• Directions: Repeat exactly the lines from the line containing "of the running" through the last line of the records below, inclusive, and nothing else.

════════

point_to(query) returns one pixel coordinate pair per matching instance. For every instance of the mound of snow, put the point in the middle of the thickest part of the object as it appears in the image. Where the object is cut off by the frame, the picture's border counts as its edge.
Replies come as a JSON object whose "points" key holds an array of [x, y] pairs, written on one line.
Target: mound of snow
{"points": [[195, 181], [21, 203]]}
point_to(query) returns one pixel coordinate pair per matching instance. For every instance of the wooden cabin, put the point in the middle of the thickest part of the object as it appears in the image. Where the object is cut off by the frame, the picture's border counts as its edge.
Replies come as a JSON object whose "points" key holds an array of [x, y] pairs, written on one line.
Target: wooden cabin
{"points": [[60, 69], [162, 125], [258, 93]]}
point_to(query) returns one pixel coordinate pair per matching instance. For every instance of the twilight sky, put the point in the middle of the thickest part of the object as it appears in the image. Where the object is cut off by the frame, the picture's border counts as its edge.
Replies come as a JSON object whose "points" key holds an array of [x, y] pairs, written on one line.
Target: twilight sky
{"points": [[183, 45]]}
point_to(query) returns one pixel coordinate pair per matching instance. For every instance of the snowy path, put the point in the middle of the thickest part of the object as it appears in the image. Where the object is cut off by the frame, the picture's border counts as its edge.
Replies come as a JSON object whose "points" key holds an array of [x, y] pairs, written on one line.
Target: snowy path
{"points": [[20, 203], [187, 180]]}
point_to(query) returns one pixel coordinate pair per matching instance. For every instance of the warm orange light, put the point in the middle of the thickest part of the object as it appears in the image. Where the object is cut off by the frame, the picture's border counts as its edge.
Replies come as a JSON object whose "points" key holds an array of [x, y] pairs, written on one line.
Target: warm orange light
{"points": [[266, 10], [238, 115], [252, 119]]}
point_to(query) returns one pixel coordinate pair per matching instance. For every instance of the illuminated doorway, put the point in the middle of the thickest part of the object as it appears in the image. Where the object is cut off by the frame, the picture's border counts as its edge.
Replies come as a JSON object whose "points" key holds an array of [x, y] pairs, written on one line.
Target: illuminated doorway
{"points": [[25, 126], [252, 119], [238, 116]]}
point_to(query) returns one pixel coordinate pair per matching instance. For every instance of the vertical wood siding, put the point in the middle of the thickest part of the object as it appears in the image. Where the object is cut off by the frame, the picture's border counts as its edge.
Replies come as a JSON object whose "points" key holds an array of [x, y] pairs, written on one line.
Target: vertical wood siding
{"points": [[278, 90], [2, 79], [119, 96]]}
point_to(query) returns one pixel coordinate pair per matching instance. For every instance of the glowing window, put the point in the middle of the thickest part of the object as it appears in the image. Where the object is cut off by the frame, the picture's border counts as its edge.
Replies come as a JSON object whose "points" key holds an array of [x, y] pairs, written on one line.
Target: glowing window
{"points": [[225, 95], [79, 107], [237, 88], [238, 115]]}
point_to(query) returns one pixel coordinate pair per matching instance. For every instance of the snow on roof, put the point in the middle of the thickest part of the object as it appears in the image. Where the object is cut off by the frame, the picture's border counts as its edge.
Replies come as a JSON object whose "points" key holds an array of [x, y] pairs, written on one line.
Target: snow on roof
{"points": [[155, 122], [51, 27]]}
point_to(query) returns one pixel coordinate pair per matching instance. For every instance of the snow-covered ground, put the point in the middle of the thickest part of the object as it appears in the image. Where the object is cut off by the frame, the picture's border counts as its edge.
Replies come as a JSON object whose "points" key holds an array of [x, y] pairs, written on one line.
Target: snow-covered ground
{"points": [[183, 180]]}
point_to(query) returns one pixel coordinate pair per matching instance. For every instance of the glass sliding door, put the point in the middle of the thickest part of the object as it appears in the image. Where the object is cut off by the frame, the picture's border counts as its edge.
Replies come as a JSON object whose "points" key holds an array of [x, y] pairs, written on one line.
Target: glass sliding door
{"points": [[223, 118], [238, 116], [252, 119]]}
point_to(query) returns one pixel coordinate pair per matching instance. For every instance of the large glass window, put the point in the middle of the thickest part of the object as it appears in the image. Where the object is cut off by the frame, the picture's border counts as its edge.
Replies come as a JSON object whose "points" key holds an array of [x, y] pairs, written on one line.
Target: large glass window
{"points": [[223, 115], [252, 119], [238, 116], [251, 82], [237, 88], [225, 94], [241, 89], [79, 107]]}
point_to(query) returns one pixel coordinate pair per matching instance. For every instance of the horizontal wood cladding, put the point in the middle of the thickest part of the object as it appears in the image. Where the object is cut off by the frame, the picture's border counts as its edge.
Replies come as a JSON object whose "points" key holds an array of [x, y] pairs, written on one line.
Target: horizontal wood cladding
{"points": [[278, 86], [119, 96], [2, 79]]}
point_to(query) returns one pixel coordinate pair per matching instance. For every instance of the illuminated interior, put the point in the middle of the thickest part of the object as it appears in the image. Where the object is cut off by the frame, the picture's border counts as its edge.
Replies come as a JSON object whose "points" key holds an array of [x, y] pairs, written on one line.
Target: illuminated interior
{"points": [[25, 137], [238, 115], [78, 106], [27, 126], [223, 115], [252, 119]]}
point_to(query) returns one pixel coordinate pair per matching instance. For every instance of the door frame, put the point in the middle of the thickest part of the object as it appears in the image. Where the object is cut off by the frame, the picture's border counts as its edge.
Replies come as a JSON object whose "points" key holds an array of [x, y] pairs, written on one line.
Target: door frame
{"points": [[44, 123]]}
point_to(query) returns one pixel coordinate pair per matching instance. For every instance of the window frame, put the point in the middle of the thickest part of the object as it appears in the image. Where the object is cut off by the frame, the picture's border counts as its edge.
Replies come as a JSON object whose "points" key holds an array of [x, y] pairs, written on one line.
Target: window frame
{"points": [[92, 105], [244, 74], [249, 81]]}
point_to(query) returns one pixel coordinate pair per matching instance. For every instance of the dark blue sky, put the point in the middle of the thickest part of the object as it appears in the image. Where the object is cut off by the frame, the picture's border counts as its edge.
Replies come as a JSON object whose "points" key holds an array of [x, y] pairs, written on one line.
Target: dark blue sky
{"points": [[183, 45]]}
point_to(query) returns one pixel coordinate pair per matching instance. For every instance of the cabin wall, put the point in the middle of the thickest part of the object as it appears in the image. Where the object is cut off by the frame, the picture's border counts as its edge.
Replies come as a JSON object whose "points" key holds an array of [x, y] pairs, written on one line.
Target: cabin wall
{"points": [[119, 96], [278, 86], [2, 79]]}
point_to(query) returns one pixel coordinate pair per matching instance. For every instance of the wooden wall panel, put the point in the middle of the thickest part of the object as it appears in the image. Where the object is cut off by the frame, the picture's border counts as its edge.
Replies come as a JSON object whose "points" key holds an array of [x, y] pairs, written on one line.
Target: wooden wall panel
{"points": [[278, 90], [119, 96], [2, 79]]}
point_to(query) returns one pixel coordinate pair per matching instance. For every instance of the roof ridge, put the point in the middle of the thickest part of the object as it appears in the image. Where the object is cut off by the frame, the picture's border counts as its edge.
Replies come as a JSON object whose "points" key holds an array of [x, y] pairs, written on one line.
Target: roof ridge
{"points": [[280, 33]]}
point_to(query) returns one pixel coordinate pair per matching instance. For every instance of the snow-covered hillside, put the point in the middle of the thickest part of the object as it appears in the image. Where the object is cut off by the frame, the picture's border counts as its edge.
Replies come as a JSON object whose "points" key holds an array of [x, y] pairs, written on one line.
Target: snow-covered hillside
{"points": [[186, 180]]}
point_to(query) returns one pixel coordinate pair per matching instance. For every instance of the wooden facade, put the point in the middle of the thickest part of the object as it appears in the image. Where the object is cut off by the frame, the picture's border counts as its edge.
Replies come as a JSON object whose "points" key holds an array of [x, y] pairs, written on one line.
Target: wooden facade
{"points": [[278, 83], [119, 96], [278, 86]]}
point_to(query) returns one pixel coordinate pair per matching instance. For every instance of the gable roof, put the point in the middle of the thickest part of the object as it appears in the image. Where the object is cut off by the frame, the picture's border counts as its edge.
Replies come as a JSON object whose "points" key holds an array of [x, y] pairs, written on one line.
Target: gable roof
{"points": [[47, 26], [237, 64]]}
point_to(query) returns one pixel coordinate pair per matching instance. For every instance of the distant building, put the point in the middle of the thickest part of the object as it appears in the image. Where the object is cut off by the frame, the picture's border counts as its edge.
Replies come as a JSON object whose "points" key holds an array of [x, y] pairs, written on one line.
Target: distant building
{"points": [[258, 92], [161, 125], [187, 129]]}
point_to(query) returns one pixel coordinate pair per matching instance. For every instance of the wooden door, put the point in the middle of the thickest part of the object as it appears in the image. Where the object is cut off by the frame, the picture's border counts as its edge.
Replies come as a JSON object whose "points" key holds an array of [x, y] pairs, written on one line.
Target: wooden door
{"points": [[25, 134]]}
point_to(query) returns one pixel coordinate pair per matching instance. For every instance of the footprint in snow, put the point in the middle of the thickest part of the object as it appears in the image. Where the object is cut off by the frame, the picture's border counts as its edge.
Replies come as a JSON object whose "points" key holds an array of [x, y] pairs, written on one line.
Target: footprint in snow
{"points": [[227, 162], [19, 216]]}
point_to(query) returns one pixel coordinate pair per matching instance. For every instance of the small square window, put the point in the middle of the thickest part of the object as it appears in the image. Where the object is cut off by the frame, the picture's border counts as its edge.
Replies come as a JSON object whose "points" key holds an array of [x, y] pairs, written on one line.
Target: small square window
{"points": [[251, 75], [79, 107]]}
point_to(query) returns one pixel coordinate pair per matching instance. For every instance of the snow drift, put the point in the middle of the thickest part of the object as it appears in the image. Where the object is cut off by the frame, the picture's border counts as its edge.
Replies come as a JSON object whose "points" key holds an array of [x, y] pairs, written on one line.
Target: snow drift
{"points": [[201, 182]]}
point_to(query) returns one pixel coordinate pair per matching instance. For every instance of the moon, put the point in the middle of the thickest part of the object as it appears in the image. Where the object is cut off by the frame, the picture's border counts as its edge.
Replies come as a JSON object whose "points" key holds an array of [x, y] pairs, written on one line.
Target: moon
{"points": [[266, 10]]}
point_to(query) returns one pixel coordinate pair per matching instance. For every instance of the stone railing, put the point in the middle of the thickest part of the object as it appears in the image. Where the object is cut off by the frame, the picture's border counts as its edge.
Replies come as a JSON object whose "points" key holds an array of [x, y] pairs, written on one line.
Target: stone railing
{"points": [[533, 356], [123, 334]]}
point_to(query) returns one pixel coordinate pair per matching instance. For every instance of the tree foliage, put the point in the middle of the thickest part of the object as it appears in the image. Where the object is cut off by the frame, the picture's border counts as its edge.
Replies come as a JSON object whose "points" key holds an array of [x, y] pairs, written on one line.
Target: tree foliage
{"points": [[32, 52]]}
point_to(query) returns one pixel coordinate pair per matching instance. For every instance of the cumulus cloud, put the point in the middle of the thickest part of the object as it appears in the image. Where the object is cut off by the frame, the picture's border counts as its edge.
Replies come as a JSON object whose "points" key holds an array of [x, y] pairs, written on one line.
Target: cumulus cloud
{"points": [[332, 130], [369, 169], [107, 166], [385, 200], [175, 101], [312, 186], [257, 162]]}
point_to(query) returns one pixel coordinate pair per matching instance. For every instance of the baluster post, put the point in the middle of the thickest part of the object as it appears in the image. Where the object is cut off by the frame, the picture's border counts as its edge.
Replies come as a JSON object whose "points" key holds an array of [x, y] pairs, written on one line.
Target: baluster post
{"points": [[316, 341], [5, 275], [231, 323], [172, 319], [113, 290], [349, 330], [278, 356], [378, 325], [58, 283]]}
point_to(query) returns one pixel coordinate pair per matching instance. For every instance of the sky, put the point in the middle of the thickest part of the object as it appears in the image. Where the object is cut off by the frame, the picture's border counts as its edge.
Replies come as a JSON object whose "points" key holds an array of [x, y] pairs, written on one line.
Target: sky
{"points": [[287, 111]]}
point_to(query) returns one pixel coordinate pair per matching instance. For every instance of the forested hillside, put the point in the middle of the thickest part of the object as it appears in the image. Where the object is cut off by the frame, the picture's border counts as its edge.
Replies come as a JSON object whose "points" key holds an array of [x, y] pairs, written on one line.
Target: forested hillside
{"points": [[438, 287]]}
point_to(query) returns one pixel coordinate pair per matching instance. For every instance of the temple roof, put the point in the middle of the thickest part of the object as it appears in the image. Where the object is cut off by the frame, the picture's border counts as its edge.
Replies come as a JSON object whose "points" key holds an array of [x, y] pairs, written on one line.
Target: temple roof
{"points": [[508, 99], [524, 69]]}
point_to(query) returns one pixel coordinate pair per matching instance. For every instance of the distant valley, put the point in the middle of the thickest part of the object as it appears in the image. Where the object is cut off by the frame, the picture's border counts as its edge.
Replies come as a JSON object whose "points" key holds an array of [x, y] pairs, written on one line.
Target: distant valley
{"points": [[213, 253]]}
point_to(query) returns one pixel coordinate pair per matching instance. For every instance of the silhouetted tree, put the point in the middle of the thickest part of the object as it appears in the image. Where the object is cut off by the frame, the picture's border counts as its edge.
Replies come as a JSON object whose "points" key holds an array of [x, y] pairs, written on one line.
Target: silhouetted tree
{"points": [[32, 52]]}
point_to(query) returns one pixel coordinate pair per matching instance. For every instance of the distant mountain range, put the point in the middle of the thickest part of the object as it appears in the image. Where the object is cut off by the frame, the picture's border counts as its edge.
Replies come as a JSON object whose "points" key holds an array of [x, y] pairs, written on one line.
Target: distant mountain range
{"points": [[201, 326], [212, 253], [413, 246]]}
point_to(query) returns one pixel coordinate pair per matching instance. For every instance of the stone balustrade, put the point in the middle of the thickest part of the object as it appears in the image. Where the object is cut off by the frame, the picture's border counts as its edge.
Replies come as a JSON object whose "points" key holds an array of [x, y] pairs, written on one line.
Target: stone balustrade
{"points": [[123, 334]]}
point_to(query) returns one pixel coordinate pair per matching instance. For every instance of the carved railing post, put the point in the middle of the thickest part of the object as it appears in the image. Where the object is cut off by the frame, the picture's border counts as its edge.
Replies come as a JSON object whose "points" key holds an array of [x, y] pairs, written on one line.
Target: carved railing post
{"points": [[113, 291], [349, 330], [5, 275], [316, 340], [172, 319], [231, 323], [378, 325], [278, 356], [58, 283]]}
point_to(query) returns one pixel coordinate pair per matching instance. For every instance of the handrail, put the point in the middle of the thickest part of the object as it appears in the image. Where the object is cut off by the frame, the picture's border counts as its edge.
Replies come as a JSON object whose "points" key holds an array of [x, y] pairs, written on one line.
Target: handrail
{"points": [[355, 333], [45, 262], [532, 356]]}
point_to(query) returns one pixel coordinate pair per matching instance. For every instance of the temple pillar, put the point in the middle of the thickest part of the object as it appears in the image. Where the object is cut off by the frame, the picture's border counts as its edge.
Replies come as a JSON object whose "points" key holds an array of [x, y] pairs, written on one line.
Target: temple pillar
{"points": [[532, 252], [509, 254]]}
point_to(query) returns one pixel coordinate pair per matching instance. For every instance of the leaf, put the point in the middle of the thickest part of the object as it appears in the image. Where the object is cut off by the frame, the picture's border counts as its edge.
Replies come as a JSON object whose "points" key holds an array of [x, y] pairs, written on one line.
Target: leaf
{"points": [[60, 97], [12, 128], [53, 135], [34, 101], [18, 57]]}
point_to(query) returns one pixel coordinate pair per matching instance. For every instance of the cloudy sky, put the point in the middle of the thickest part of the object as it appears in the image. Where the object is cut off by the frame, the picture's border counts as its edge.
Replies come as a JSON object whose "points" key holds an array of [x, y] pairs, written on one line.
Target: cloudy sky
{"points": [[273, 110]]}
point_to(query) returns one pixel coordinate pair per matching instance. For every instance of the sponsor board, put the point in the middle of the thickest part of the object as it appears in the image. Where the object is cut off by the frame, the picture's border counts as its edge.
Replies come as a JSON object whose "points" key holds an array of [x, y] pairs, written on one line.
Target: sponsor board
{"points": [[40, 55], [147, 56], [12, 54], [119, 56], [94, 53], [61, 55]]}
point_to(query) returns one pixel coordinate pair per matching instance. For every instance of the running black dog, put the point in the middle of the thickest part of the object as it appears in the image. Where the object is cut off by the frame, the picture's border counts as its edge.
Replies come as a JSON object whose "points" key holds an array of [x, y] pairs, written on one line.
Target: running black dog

════════

• Solution to the exercise:
point_to(query) returns one pixel coordinate pair per matching instance. For every instance of the running black dog, put the point in the middle of the thickest part of the object as it appears in the image. Where the object is cut off by the frame, the picture's border counts as its edge.
Replies come as a JSON object whose "points" key holds an array of [x, y] pairs, written on one line.
Target: running black dog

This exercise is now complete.